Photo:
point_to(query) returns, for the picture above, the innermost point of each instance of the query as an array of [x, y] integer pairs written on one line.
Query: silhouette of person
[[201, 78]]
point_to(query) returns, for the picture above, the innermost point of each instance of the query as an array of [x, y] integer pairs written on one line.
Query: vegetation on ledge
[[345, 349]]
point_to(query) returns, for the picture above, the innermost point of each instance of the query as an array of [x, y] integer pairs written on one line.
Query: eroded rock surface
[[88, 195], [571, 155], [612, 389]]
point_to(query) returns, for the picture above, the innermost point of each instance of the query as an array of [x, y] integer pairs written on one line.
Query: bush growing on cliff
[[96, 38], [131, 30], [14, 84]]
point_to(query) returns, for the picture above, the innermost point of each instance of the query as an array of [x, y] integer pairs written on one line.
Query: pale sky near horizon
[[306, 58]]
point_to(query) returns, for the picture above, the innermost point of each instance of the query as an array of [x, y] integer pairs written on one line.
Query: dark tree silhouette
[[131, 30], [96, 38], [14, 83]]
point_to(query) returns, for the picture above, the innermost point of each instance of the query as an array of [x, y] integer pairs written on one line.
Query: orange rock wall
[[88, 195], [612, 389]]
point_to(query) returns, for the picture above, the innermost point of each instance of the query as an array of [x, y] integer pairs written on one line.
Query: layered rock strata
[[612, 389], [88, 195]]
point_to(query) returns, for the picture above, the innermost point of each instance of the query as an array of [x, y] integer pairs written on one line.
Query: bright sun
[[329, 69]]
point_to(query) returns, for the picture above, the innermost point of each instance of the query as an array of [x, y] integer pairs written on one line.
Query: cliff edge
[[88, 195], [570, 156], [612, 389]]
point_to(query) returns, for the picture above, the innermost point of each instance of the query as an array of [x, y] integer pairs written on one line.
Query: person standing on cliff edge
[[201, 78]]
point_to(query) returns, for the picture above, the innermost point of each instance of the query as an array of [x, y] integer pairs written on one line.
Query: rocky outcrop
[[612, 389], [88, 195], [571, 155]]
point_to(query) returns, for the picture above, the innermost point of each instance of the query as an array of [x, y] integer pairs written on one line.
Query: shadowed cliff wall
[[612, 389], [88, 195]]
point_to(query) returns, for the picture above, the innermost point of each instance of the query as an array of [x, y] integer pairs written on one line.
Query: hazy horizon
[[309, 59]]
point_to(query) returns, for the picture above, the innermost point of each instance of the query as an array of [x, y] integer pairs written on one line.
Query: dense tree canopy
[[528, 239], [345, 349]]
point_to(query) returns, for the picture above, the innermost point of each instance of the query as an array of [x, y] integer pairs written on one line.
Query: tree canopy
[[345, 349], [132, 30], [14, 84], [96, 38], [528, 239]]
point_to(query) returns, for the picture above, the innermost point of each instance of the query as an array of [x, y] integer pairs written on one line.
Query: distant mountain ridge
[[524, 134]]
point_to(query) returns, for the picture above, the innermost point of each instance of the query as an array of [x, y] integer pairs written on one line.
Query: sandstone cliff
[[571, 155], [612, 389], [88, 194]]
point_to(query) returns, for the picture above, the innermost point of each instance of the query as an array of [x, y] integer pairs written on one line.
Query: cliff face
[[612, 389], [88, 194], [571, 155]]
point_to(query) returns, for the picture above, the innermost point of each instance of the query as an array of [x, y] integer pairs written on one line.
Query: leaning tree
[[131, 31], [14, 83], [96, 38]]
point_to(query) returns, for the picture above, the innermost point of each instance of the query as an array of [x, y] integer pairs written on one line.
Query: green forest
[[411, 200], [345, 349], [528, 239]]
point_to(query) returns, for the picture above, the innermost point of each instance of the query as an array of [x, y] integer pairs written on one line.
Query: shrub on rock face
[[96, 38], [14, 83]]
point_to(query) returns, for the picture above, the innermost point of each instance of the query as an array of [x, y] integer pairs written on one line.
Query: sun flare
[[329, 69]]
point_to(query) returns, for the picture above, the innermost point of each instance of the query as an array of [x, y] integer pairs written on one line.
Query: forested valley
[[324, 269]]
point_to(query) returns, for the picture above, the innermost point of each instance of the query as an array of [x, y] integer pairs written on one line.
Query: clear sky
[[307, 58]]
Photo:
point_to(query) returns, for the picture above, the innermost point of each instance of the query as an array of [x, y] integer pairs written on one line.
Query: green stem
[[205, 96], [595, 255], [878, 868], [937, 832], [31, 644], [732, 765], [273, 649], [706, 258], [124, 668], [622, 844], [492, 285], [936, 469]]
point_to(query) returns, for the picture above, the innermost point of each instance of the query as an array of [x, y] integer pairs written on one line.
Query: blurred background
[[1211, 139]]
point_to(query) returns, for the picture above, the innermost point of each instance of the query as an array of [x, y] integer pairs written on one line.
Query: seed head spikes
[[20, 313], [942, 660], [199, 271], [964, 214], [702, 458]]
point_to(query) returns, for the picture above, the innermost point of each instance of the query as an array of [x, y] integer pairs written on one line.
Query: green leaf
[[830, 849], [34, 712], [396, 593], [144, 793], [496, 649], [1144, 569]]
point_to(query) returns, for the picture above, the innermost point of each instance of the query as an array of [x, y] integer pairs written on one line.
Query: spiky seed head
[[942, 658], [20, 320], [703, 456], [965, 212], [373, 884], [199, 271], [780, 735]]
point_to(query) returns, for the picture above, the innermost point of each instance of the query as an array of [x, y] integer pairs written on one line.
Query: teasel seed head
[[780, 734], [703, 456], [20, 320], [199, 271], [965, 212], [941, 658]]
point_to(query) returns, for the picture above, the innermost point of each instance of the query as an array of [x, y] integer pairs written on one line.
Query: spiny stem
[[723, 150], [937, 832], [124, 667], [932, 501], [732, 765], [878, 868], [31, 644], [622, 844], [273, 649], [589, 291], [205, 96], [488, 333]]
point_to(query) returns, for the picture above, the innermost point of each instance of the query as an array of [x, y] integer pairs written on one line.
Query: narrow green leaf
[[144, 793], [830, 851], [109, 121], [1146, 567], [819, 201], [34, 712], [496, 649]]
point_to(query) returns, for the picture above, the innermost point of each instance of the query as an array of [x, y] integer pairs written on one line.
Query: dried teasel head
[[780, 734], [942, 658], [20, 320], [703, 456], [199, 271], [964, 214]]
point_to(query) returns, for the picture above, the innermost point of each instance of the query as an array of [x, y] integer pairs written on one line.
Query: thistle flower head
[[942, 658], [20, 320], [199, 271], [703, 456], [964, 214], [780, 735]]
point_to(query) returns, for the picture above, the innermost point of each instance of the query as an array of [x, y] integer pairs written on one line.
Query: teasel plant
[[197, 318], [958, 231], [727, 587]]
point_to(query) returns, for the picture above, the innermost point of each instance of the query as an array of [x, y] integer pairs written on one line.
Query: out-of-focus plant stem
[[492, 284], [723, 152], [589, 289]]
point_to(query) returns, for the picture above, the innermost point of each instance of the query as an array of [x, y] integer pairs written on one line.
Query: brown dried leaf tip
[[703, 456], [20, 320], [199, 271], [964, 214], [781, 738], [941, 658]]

##############################

TASK TO COMPLETE: Please copy every one of the records above word for word, from the first line to the last.

EXERCISE ANSWER:
Photo:
point_to(query) returns, for the picture above, the innermost point of each instance of the query as an array of [x, y] integer pairs written on one line.
Query: silhouette of person
[[201, 78]]
point_to(query) returns, for the picture above, the innermost point of each instance of the query as an array of [x, y] integer pairs written on one line.
Query: vegetation on ledge
[[345, 349]]
point_to(query) returns, for the picture above, the innermost point of each instance of the query as an array of [x, y] integer pairs written on one line.
Query: eroded rock surface
[[88, 195], [571, 155], [612, 389]]
point_to(query) returns, for the picture above, the innermost point of each instance of the query as an array of [x, y] integer pairs written on one line.
Query: bush growing on cliff
[[96, 38], [131, 30], [14, 84]]
point_to(query) returns, for the picture above, the innermost point of each instance of the query as an array of [x, y] integer pairs written on one line.
Query: pale sky near horizon
[[306, 58]]
point_to(query) returns, for the picture above, the innermost point of each instance of the query as an array of [x, y] integer pairs written on one line.
Query: dark tree silhouette
[[131, 30], [96, 38], [14, 83]]
point_to(query) returns, for the picture above, the innermost point of each instance of the query as an array of [x, y] integer pairs written on one line.
Query: orange rock wall
[[88, 195], [612, 389]]
point_to(query) returns, for the picture above, the innermost point of each instance of the query as an array of [x, y] integer pairs written on one line.
Query: layered rock strata
[[612, 389], [88, 195]]
point_to(query) returns, for the picture above, the innermost point of each instance of the query as an array of [x, y] integer pairs written on one line.
Query: bright sun
[[329, 69]]
point_to(query) returns, for the picture above, the innermost point of each instance of the query as an array of [x, y] integer pairs written on one line.
Query: cliff edge
[[88, 195], [570, 156], [612, 389]]
point_to(query) returns, for the picture above, the innermost point of each instance of the query as an array of [x, y] integer pairs written on one line.
Query: person standing on cliff edge
[[201, 78]]
point_to(query) returns, for the picture above, the innermost point of each instance of the query as an array of [x, y] integer pairs written on one line.
Query: rocky outcrop
[[612, 389], [88, 195], [571, 155]]
point_to(query) returns, for the picture above, the innermost point of each instance of the query as an array of [x, y] integer pairs written on one line.
Query: shadowed cliff wall
[[612, 389], [88, 195]]
point_to(query) returns, for the picture above, the innermost point of each instance of the query as an array of [x, y] integer pairs written on one line.
Query: hazy horizon
[[309, 59]]
point_to(query) returns, for the picture above, the innermost point of each instance of the query as an array of [x, y] integer pairs written on one line.
Query: dense tree canopy
[[528, 239], [345, 349]]
point_to(query) returns, for the picture above, the innermost point of each instance of the query as an array of [x, y] integer pairs written on one line.
Query: tree canopy
[[345, 349], [132, 30], [14, 84], [96, 38], [528, 239]]
point_to(query) returns, for the picture above, the innermost point of each instance of the query as an array of [x, y] integer pairs written on one line.
Query: distant mountain ridge
[[524, 134]]
point_to(query) returns, for the picture above, the innermost point of each instance of the query as an array of [x, y] integer pairs written on one line.
Query: sandstone cliff
[[571, 155], [612, 389], [88, 194]]
point_to(query) returns, for the picture above, the innermost point of each instance of the query as an array of [x, y] integer pairs written on one line.
Query: cliff face
[[612, 389], [88, 194], [571, 155]]
point_to(query) returns, for the picture above, the innermost point of each instance of the query as an array of [x, y] integer pairs written on one line.
Query: leaning tree
[[131, 31], [14, 83], [96, 38]]
point_to(query) returns, for the picture above, the innermost point of each instance of the query as an array of [x, y] integer pairs written on one line.
Query: green forest
[[411, 200], [345, 349], [528, 239]]
point_to(query) returns, for the picture above, the innermost point of each instance of the query as an array of [x, y] integer pairs written on one line.
Query: shrub on rock face
[[96, 38], [14, 83]]
point_to(query) returns, for the picture above, the innermost point of each instance of the query as an array of [x, y] integer pairs written on one line.
Query: sun flare
[[329, 69]]
point_to(query) returns, for the picture above, the innermost point of each instance of the query as an array of [x, y] integer pairs written on one line.
Query: forested valley
[[324, 269]]
point_to(query) returns, for the picture above, the innermost point of each instance of the query as an array of [x, y] integer pairs written on one line.
Query: clear sky
[[307, 58]]
Photo:
point_to(query) returns, for the picture above, the innermost point of each instance of the query as an array of [x, y] integer pairs written on one line.
Query: green stem
[[205, 96], [595, 255], [878, 868], [937, 832], [31, 644], [732, 765], [273, 649], [706, 258], [124, 668], [622, 844], [492, 285], [936, 469]]
point_to(query) returns, for the picture above, the innermost point of each instance of the query as an array of [x, y] integer pairs written on one line.
Query: blurred background
[[1211, 139]]
point_to(query) returns, for the picture above, the innermost point of each instance of the query as an array of [x, y] integer pairs written on one line.
Query: seed head spikes
[[20, 313], [942, 660], [199, 271], [964, 214], [702, 458]]
point_to(query) returns, for the picture above, the innermost point of each instance of the query as an array of [x, y] integer pairs written on one line.
Query: green leaf
[[830, 849], [34, 712], [396, 593], [144, 793], [496, 649], [1144, 569]]
point_to(query) returns, for the picture above, the innermost point of each instance of the query as an array of [x, y] integer pairs written on one line.
Query: spiky seed head
[[942, 658], [20, 320], [703, 456], [965, 212], [373, 884], [199, 271], [780, 735]]
point_to(query) returns, for the picture above, the innermost point of each instance of the query as an array of [x, y] integer pairs written on one line.
Query: teasel seed head
[[780, 734], [703, 456], [20, 320], [199, 271], [965, 212], [941, 658]]
point_to(query) returns, for the picture above, the innermost point of each instance of the query as an array of [x, y] integer pairs written on one line.
Query: spiny stem
[[723, 150], [937, 832], [124, 667], [932, 501], [732, 765], [878, 868], [31, 644], [622, 844], [273, 649], [589, 291], [205, 96], [488, 333]]
point_to(query) returns, for the picture above, the innermost point of each instance of the query as an array of [x, y] integer pairs written on one line.
Query: narrow green leaf
[[144, 793], [830, 851], [109, 121], [1146, 567], [819, 201], [34, 712], [496, 649]]
point_to(query) returns, for the picture above, the innermost point of each instance of the query as an array of [x, y] integer pairs written on one line.
Query: dried teasel head
[[780, 734], [942, 658], [20, 320], [703, 456], [199, 271], [964, 214]]
point_to(query) returns, for the picture above, the innermost point of each instance of the query as an array of [x, y] integer pairs written on one line.
Query: thistle flower head
[[942, 658], [20, 320], [199, 271], [703, 456], [964, 214], [780, 735]]
point_to(query) returns, for the picture above, the innermost point of each instance of the query as an array of [x, y] integer pairs written on one line.
Query: teasel plant
[[197, 318], [958, 231], [727, 587]]
point_to(query) returns, for the picture above, the innermost point of each instance of the query as an array of [x, y] integer pairs written on one line.
Query: out-of-focus plant stem
[[492, 284], [723, 152], [589, 289]]
point_to(query) returns, for the picture above, the innermost point of each instance of the query as an array of [x, y] integer pairs written on one line.
Query: brown dried leaf tip
[[703, 456], [20, 320], [199, 271], [964, 214], [781, 738], [941, 658]]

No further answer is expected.